Turn all of the material below into a numbered list with one line per item, skipping any blank lines. Leave the pictures out of your answer.
--- Begin RECORD EXTRACTS ---
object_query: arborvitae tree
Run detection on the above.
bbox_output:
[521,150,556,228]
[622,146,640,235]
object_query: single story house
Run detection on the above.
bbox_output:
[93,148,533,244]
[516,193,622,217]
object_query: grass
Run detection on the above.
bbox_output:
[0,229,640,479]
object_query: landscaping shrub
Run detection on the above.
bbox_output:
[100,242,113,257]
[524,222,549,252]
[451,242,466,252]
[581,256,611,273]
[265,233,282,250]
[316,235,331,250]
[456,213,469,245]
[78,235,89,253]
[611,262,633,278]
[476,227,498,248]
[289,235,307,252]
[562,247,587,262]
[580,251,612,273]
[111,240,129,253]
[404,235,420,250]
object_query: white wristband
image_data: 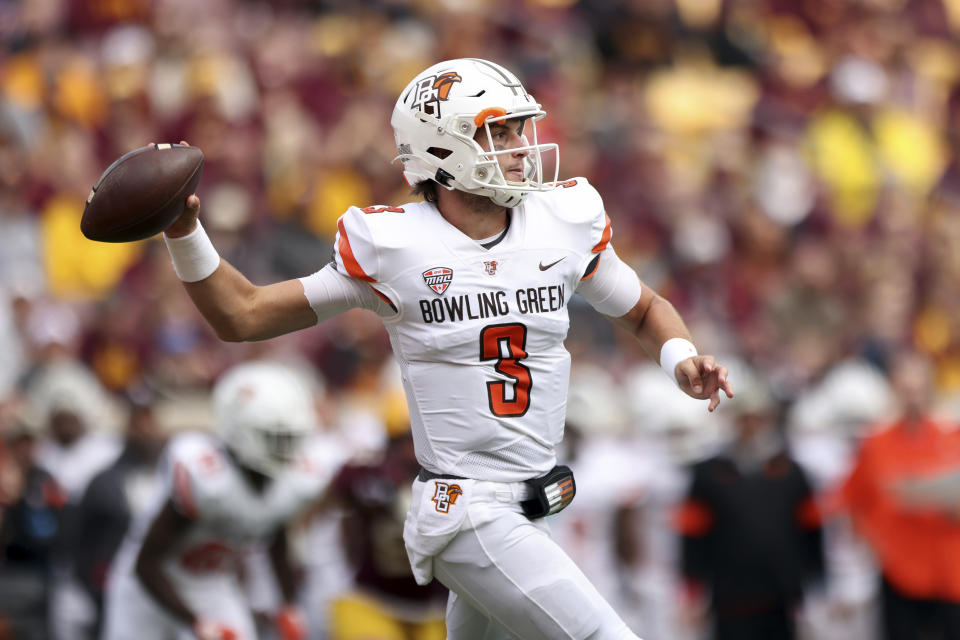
--- End RECORD EXTRACTS ---
WRITTEN SOLUTION =>
1. object_query: arborvitae tree
2. Run detection on the above.
3. bbox_output:
4. [521,150,556,228]
5. [622,146,640,235]
6. object_query: single story house
7. Run detection on the above.
8. bbox_output:
9. [93,148,533,244]
10. [516,193,622,217]
11. object_query: grass
12. Run detection on the above.
13. bbox_output:
14. [0,229,640,479]
15. object_query: landscaping shrub
16. Run detection on the above.
17. bbox_output:
18. [100,242,113,257]
19. [524,222,549,252]
20. [451,242,466,252]
21. [581,256,611,273]
22. [265,233,282,250]
23. [316,235,331,250]
24. [456,213,469,245]
25. [78,235,89,253]
26. [611,262,633,278]
27. [476,227,498,248]
28. [289,235,307,252]
29. [562,247,587,262]
30. [580,251,612,273]
31. [111,240,129,253]
32. [404,235,420,250]
33. object_query: white wristband
34. image_data: 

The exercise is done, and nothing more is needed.